(Source records)
----------

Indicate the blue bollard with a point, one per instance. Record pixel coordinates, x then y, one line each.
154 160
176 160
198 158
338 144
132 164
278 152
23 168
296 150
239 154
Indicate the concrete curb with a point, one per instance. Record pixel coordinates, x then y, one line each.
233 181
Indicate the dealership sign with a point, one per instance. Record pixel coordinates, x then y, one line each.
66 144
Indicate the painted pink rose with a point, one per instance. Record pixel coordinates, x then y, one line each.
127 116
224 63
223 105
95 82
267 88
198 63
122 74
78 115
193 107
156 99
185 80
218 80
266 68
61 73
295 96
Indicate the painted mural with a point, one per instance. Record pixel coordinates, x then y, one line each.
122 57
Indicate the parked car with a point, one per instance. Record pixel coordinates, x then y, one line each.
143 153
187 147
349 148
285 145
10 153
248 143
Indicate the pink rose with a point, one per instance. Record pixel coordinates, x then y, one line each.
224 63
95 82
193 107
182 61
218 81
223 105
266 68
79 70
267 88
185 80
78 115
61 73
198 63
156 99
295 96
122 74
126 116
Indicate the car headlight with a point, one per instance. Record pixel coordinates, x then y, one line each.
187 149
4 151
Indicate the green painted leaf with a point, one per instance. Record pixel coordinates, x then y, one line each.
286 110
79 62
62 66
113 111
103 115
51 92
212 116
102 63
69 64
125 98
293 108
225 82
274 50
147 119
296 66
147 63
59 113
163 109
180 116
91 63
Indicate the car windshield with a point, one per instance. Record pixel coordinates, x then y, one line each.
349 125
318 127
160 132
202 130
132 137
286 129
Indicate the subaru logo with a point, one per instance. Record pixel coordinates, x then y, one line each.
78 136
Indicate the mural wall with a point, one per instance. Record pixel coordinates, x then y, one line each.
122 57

----------

WHAT TO DO — Please quote the part of the records that begins with the line containing "Indicate the subaru" and continues through the end of the records.

WORKED ANSWER —
Indicate the subaru logo with a point, one per instance. Record pixel coordinates, x then y, one line each.
78 136
Indicate the mural wall with a point, one per instance. Record pixel coordinates, x then y, one line each.
122 57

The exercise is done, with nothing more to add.